**What you need to do**:
[1] Using the passage on hemp braille bioplastic and paper, say whether each statement agrees with it, answering yes or no and quoting the deciding words: (a) Hemp paper today is limited to cigarette and craft paper, partly because too little hemp is available as feedstock. (b) The hemp bioplastic labels for braille are opaque. (c) The blind and visually impaired currently have an 87% employment rate.
[2] According to the passage on hemp braille bioplastic and paper, why is hemp well suited to braille card stock? Answer in one to three sentences.
[3] Resume the passage on hemp braille bioplastic and paper after its final sentence, which ends "spring from this reawakened industry."

The Development of Hemp Braile Bioplastic and Paper
Monique Zimmerman, President, Braille Boss
As the time approaches when Floridian farmers and cultivators will soon be planting and growing hundreds of thousands of acres of hemp, there must be a viable infrastructure to utilize all the capabilities of this highly versatile plant. One of the oldest uses of the biomass of Cannabis sativa is the creation of paper. Hemp has been reduced in current times to manufacturing cigarette and fibrous craft art paper, due in part to the lack of supply of hemp as feedstock. Innovations in paper creation have helped to produce papers of many kinds, including smooth card stock for use in braille. Its bacteriostatic and mold-resistant properties make it ideal for use in braille, where well-used braille embossing is touched by hundreds of fingers in regular use. These properties also make hemp the ideal substrate for this and other highly profitable commodities.
Another use for hemp in the braille industry is with clear bioplastic labels, which can be layered on packaging and menus so that product information and documents can be utilized by the sighted and the blind.
This industry can also be used as a means of training and vocational rehabilitation of the blind and visually impaired, who currently suffer an 87% unemployment rate. This is just one of the many social equity projects that could spring from this reawakened industry.

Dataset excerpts
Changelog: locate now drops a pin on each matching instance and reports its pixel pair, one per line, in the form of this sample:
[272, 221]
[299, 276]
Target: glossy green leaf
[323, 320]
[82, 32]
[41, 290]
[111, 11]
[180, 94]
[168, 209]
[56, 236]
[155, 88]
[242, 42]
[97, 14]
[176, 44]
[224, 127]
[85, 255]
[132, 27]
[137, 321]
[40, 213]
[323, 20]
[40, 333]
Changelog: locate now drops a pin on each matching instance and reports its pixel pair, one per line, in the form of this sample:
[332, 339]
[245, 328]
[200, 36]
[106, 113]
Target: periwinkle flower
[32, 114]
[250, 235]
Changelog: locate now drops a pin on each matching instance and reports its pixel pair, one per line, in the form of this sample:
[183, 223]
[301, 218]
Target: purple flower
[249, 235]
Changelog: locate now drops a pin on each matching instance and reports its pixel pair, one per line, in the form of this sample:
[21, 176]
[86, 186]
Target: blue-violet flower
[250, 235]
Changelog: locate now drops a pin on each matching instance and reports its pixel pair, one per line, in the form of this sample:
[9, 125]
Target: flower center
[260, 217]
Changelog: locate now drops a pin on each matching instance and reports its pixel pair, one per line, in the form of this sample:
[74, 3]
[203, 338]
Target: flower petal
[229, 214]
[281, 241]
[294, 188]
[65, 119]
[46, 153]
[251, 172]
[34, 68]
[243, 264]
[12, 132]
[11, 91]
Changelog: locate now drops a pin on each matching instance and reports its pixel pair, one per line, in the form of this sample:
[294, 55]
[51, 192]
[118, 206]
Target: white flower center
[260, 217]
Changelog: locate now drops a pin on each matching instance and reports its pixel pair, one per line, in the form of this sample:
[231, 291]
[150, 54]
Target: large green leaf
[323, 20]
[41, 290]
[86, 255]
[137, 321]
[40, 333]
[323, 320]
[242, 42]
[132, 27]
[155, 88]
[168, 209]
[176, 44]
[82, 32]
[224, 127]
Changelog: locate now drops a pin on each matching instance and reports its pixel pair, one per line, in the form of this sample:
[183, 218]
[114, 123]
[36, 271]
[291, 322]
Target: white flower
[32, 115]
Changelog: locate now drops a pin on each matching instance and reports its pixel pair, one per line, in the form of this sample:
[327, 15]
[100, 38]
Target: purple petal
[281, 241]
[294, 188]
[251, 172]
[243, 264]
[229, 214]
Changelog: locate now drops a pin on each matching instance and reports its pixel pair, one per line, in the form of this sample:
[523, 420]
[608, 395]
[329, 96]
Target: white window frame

**Responses by item number**:
[1]
(a) Yes: "Hemp has been reduced in current times to manufacturing cigarette and fibrous craft art paper, due in part to the lack of supply of hemp as feedstock."
(b) No: "clear bioplastic labels, which can be layered on packaging and menus"
(c) No: "who currently suffer an 87% unemployment rate"

[2] Hemp has bacteriostatic and mold-resistant properties. Braille embossing that gets heavy use is touched by hundreds of fingers, so these properties make hemp ideal for it.

[3]
Born in Detroit and a graduate of Wayne State University, Monique was diagnosed with Stickler’s Syndrome as a teenager when the retina her right eye suddenly detached when she was 17 and attempts to reattach it failed, followed by the left eye, which was saved by surgery. She worked as a journalist and teacher until 2007, when her left eye’s retina began to tear only a few days after helping to drive the family car to move to Florida. After surgery to reattach it, Glaucoma developed that could not be controlled by standard legal treatment or surgeries. Every attempt to correct it surgically started complications that led to her current total blindness.
Cannabis is the only treatment that seems to work on her glaucoma, which still attacks her eye, even though is has destroyed her optic nerve. She is seeking solutions to stop the impact of Sticklers syndrome. Two of her three daughters have the autosomal dominant but rare disorder. As a person who found benefit in cannabis for her pain, and as a mother of two affected girls, she seeks to find the treatments that will save their eyesight, by helping to make their treatment legal and available.
As a member of the blind community, she is working to solve the crisis if an 87% unemployment rate of the blind and visually impaired and sees the benefits that hemp can bring as an industrial crop to bring working for living wages back to that population.